____ EXTRACTED RECORDS

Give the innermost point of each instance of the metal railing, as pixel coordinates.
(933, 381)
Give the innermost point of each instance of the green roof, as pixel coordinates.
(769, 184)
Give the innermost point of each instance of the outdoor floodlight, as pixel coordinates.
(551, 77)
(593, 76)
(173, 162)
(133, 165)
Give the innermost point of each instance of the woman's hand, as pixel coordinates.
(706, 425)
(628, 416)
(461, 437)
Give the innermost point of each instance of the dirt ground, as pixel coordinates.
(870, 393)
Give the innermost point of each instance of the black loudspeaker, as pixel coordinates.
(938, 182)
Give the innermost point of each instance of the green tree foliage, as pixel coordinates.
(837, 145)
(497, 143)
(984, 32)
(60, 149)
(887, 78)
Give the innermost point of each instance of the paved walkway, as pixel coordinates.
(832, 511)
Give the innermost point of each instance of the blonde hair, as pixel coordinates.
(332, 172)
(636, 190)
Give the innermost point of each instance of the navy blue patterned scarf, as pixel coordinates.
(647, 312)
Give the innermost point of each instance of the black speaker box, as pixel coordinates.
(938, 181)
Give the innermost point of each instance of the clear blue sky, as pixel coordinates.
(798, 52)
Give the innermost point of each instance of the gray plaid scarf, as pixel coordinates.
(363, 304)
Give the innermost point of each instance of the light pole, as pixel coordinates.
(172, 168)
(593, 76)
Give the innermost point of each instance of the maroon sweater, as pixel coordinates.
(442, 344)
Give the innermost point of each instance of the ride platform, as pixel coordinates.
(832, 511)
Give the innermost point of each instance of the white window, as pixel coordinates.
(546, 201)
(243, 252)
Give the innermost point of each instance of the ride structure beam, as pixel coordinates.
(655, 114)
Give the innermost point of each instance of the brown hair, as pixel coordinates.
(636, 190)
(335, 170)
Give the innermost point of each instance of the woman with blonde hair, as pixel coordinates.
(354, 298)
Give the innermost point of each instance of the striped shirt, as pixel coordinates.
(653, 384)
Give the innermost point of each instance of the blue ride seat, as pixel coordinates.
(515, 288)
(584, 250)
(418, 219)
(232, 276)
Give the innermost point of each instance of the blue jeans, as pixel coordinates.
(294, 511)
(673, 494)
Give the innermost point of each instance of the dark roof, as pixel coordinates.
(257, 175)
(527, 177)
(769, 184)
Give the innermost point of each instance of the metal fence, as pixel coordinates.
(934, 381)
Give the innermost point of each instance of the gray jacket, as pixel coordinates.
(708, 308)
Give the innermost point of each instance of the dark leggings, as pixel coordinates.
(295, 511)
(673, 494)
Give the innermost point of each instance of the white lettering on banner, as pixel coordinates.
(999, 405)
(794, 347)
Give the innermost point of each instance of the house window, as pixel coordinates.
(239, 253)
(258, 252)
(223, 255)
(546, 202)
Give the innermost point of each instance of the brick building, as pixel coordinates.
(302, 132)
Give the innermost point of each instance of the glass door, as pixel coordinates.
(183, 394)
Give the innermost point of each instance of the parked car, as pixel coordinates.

________

- **WHAT YOU NEED TO DO**: Transcribe only the trailing portion of the entries above: the line that contains "Give the innermost point of each instance of the brown" and each line after it.

- **ANSWER TO THE TASK**:
Give the innermost point of each instance of the brown hair, as pixel coordinates.
(636, 190)
(335, 170)
Give the innermost point of each instance of the woman with blonde hair, as pixel coordinates.
(354, 298)
Give the innermost point of each instance of the striped shirt, as pixel coordinates.
(653, 384)
Give the innermost point of each instance of the blue ride seat, as pixel coordinates.
(515, 288)
(584, 250)
(418, 219)
(232, 276)
Give the innermost point of each instance of the blue jeans, as pixel coordinates.
(294, 511)
(673, 494)
Give the innermost point of each instance of the dark roof, as pixel coordinates.
(257, 175)
(527, 177)
(769, 184)
Give the innermost point of each instance of the metal fence, as pixel coordinates.
(934, 381)
Give the innermost point of each instance of the gray jacket, as pixel coordinates.
(708, 308)
Give the innermost point of each instance of the dark leggings, as pixel coordinates.
(295, 511)
(673, 494)
Give the innermost point of each instance of the white lettering on banner, as pixel coordinates.
(999, 405)
(794, 347)
Give the innermost point of each instance of the house window, as pixel coordinates.
(239, 253)
(258, 252)
(223, 255)
(546, 202)
Give the innermost point of each instance of the brick building, as pixel coordinates.
(302, 132)
Give the innermost point of each instance of the glass door, as pixel coordinates.
(183, 394)
Give the innermost point of each instance of the parked car, as pixel coordinates.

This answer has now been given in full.